Aim of the task: Switch "harness strap" to "dog leash" and write out again the lines from the one containing "outline --target=harness strap" through the end of the records, with everything else unchanged and the pictures left out.

Provided data:
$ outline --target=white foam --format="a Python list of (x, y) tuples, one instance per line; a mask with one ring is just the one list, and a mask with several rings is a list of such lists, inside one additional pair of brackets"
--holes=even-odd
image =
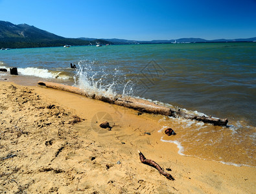
[(19, 74), (24, 76), (32, 76), (43, 78), (58, 78), (62, 80), (69, 79), (67, 76), (60, 76), (61, 72), (49, 71), (47, 69), (38, 69), (34, 67), (18, 68)]
[(163, 126), (162, 129), (159, 129), (157, 131), (158, 133), (161, 133), (163, 131), (163, 129), (165, 129), (165, 128), (169, 128), (167, 126)]
[(163, 140), (163, 136), (161, 138), (161, 140), (162, 142), (169, 142), (169, 143), (172, 143), (172, 144), (176, 144), (177, 145), (177, 147), (179, 149), (179, 151), (178, 151), (178, 153), (179, 155), (182, 155), (182, 156), (186, 156), (185, 155), (184, 155), (182, 153), (184, 151), (184, 147), (182, 147), (181, 144), (178, 141), (176, 141), (176, 140), (174, 140), (174, 141), (172, 141), (172, 140)]

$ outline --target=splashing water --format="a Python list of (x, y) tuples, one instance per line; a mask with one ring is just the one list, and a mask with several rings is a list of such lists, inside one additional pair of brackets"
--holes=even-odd
[(132, 92), (132, 81), (117, 68), (113, 71), (104, 65), (100, 67), (95, 61), (87, 60), (80, 61), (78, 65), (75, 85), (86, 90), (90, 96), (95, 94), (114, 98), (118, 94), (124, 96)]

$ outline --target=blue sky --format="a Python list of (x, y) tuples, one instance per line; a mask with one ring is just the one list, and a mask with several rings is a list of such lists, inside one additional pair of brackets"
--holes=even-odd
[(256, 36), (256, 0), (0, 0), (0, 20), (66, 38)]

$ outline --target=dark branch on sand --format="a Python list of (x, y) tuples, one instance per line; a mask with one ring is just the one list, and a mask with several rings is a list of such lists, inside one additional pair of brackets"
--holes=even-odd
[(161, 167), (161, 166), (156, 163), (155, 161), (153, 161), (152, 160), (149, 160), (146, 159), (145, 156), (143, 155), (143, 154), (138, 150), (139, 155), (139, 159), (141, 159), (141, 161), (142, 163), (149, 165), (150, 166), (152, 166), (155, 168), (156, 168), (161, 174), (162, 174), (163, 176), (165, 176), (166, 178), (167, 178), (169, 180), (174, 180), (174, 178), (172, 177), (172, 176), (167, 172), (165, 172), (163, 169)]

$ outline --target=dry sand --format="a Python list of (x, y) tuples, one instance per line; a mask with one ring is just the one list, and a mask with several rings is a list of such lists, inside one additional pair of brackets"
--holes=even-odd
[[(0, 82), (0, 193), (256, 193), (255, 167), (178, 155), (160, 141), (159, 116)], [(175, 180), (142, 164), (138, 149)]]

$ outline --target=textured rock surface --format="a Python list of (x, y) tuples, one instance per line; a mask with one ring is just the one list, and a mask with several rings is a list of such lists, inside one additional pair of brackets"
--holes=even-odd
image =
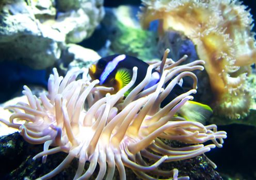
[[(180, 143), (175, 143), (178, 146)], [(23, 179), (25, 177), (35, 179), (49, 172), (57, 166), (66, 157), (67, 154), (58, 153), (47, 157), (45, 164), (42, 164), (41, 159), (35, 161), (32, 158), (41, 152), (42, 145), (33, 145), (24, 141), (18, 133), (0, 138), (0, 158), (3, 160), (12, 160), (8, 166), (0, 165), (0, 176), (6, 179)], [(71, 164), (63, 171), (51, 179), (72, 179), (76, 171), (78, 159), (74, 159)], [(86, 164), (85, 169), (88, 168)], [(222, 179), (219, 174), (206, 161), (204, 155), (191, 159), (180, 160), (163, 165), (166, 169), (173, 168), (179, 169), (179, 176), (189, 175), (190, 179)], [(99, 167), (96, 168), (98, 169)], [(126, 168), (126, 177), (128, 179), (139, 179), (131, 170)], [(97, 174), (94, 173), (91, 179), (94, 179)], [(119, 174), (116, 168), (114, 179), (119, 179)]]
[(67, 42), (91, 34), (104, 15), (102, 5), (102, 0), (2, 1), (0, 61), (37, 69), (53, 65)]

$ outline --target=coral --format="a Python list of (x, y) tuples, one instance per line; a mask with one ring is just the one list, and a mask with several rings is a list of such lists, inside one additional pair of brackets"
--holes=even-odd
[[(197, 79), (191, 71), (203, 69), (201, 65), (203, 61), (201, 60), (179, 66), (184, 59), (176, 63), (167, 59), (164, 66), (164, 63), (161, 65), (161, 62), (150, 65), (145, 79), (125, 99), (124, 93), (136, 80), (136, 67), (133, 69), (131, 81), (126, 86), (116, 94), (107, 93), (105, 96), (100, 92), (111, 88), (95, 86), (99, 80), (90, 82), (87, 78), (87, 69), (84, 71), (71, 70), (64, 78), (59, 76), (54, 69), (49, 80), (47, 95), (42, 93), (37, 98), (24, 86), (23, 92), (28, 103), (6, 107), (14, 113), (9, 121), (0, 120), (19, 129), (27, 142), (44, 143), (43, 151), (34, 156), (34, 160), (42, 157), (44, 163), (48, 155), (61, 151), (68, 154), (55, 169), (41, 177), (42, 179), (58, 174), (74, 158), (79, 159), (74, 179), (90, 177), (97, 163), (100, 167), (98, 179), (105, 175), (106, 163), (107, 179), (113, 179), (116, 166), (121, 179), (125, 179), (125, 166), (143, 179), (158, 176), (177, 179), (177, 169), (170, 171), (157, 168), (164, 162), (189, 158), (216, 146), (221, 147), (222, 139), (226, 138), (226, 132), (217, 131), (215, 124), (204, 126), (177, 115), (180, 108), (192, 99), (191, 95), (196, 92)], [(141, 92), (150, 79), (152, 69), (156, 68), (163, 71), (163, 66), (160, 81)], [(77, 79), (82, 73), (82, 79)], [(160, 108), (161, 102), (173, 86), (186, 76), (194, 81), (193, 89)], [(163, 88), (170, 79), (172, 80)], [(20, 120), (25, 121), (25, 123), (19, 123)], [(174, 148), (165, 143), (163, 139), (178, 140), (190, 145)], [(213, 143), (204, 146), (202, 143), (208, 140)], [(50, 146), (55, 147), (49, 149)], [(83, 174), (87, 161), (90, 165)], [(148, 163), (153, 164), (148, 165)]]
[(205, 61), (215, 112), (231, 118), (246, 116), (251, 99), (247, 74), (256, 60), (253, 21), (247, 7), (235, 0), (142, 2), (139, 16), (143, 27), (161, 20), (162, 35), (175, 30), (196, 46)]

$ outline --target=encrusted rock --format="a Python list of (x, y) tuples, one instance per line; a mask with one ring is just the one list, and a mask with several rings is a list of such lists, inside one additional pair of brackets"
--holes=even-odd
[(53, 65), (66, 43), (77, 43), (91, 35), (104, 15), (103, 3), (2, 1), (0, 61), (18, 61), (36, 69)]

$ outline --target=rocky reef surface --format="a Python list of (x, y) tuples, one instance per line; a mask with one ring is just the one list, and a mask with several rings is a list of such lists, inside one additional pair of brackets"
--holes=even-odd
[[(139, 1), (124, 1), (123, 3), (105, 1), (105, 6), (108, 7), (105, 8), (103, 3), (101, 0), (1, 1), (0, 69), (8, 69), (8, 73), (1, 70), (0, 75), (8, 78), (2, 78), (0, 81), (4, 85), (0, 92), (1, 101), (21, 96), (21, 87), (24, 84), (34, 85), (34, 92), (38, 92), (36, 94), (41, 93), (46, 88), (47, 78), (53, 66), (57, 67), (65, 74), (68, 69), (88, 66), (100, 56), (114, 53), (126, 53), (143, 60), (161, 59), (157, 50), (163, 48), (157, 43), (157, 29), (142, 29), (135, 15), (140, 4)], [(122, 6), (118, 7), (120, 5)], [(252, 9), (250, 12), (253, 13), (253, 7), (250, 5), (249, 7)], [(252, 18), (255, 19), (254, 14)], [(255, 31), (255, 27), (252, 30)], [(191, 47), (187, 37), (177, 34), (169, 34), (173, 40), (173, 50), (177, 44), (180, 47)], [(195, 51), (185, 51), (188, 52), (195, 55), (188, 61), (197, 58), (197, 55), (193, 53)], [(183, 52), (179, 53), (180, 56), (183, 55)], [(175, 55), (172, 55), (172, 58), (175, 59)], [(12, 64), (6, 66), (4, 63), (6, 63)], [(247, 87), (252, 94), (248, 115), (239, 119), (215, 115), (207, 122), (220, 125), (219, 128), (228, 133), (223, 148), (206, 154), (216, 164), (217, 171), (224, 179), (255, 178), (255, 165), (250, 161), (255, 161), (251, 150), (255, 149), (252, 142), (256, 134), (254, 71), (253, 67), (248, 77)], [(195, 98), (207, 103), (212, 100), (213, 93), (209, 87), (208, 75), (203, 73), (198, 75), (199, 95)], [(35, 79), (32, 78), (35, 77)], [(3, 118), (5, 104), (0, 107), (0, 118)], [(0, 124), (0, 131), (3, 132), (3, 128), (6, 127)], [(41, 159), (33, 161), (33, 156), (41, 152), (43, 147), (29, 145), (17, 133), (1, 137), (0, 142), (0, 159), (11, 162), (8, 166), (0, 165), (0, 179), (22, 179), (25, 176), (34, 178), (50, 172), (66, 156), (65, 153), (53, 155), (45, 164), (41, 163)], [(72, 178), (77, 165), (76, 159), (53, 179), (60, 179), (63, 176), (67, 179)], [(243, 167), (247, 165), (250, 168)], [(179, 169), (180, 175), (189, 175), (190, 179), (222, 179), (209, 166), (204, 155), (171, 163), (166, 166), (168, 169), (173, 168)], [(126, 170), (129, 177), (137, 179), (131, 171)], [(118, 173), (116, 174), (118, 179)]]

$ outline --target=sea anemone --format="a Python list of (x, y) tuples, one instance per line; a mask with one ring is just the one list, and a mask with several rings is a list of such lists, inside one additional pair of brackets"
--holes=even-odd
[(161, 20), (161, 35), (174, 30), (196, 45), (205, 61), (215, 112), (230, 118), (246, 116), (252, 99), (247, 76), (256, 60), (253, 20), (247, 7), (236, 0), (142, 2), (139, 16), (144, 28)]
[[(116, 166), (121, 179), (125, 179), (124, 167), (143, 179), (167, 176), (177, 179), (177, 169), (164, 171), (157, 169), (158, 166), (198, 156), (216, 146), (221, 147), (222, 139), (226, 137), (226, 132), (217, 131), (216, 125), (204, 126), (177, 115), (177, 111), (193, 98), (191, 94), (196, 92), (197, 79), (191, 71), (203, 69), (201, 60), (179, 66), (184, 59), (175, 63), (167, 59), (164, 66), (161, 65), (161, 62), (151, 65), (145, 79), (125, 98), (124, 93), (136, 79), (136, 67), (126, 86), (115, 94), (107, 93), (105, 96), (100, 92), (111, 91), (111, 88), (95, 86), (99, 80), (91, 82), (87, 77), (88, 69), (71, 70), (63, 78), (54, 68), (49, 80), (47, 95), (42, 93), (38, 98), (24, 86), (23, 92), (28, 103), (6, 107), (14, 113), (9, 121), (1, 120), (19, 129), (27, 142), (44, 143), (43, 151), (33, 159), (42, 157), (44, 163), (48, 155), (60, 151), (68, 153), (59, 166), (40, 177), (42, 179), (55, 176), (74, 158), (79, 159), (75, 179), (89, 178), (97, 164), (100, 169), (97, 179), (103, 179), (107, 163), (107, 179), (113, 179)], [(161, 80), (155, 85), (142, 90), (150, 79), (153, 68), (162, 72)], [(82, 73), (82, 78), (78, 78)], [(185, 76), (193, 79), (193, 88), (161, 108), (162, 101)], [(172, 80), (169, 84), (163, 87), (170, 79)], [(14, 122), (17, 120), (25, 122), (19, 124)], [(163, 138), (178, 140), (189, 145), (173, 148), (164, 143)], [(213, 143), (202, 144), (209, 140)], [(55, 147), (49, 149), (50, 146)], [(90, 165), (83, 173), (86, 161)], [(148, 162), (153, 164), (149, 165)]]

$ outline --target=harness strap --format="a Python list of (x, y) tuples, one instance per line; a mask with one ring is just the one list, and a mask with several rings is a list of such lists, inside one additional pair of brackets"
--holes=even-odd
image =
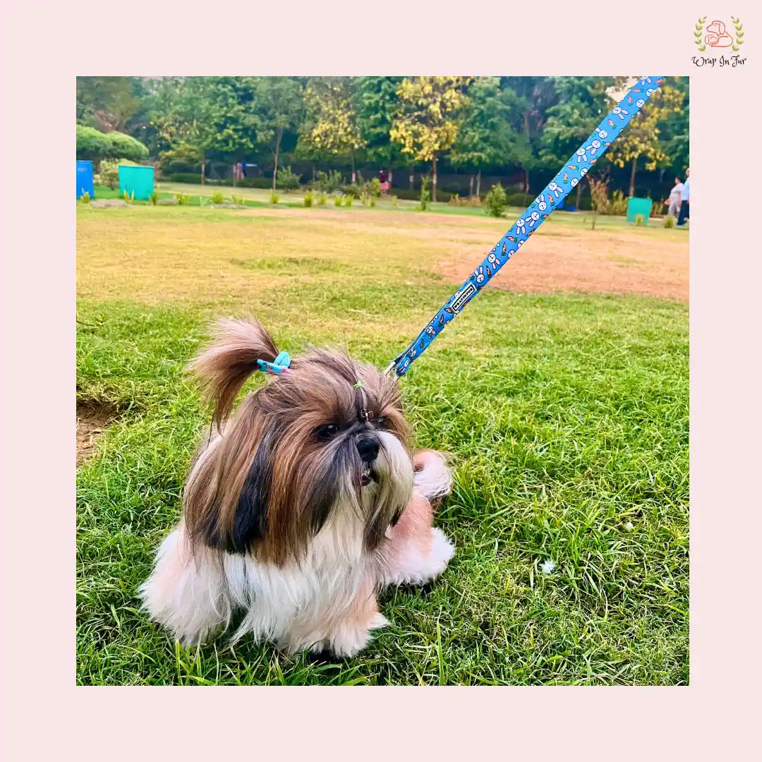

Full response:
$ outline --target=dog leash --format="a Python list of (x, y) tuples, one instance per line; a mask with one ring is just the one list, and a mask with several rings is a list of such lists, inside one additional pair of brackets"
--holes=even-odd
image =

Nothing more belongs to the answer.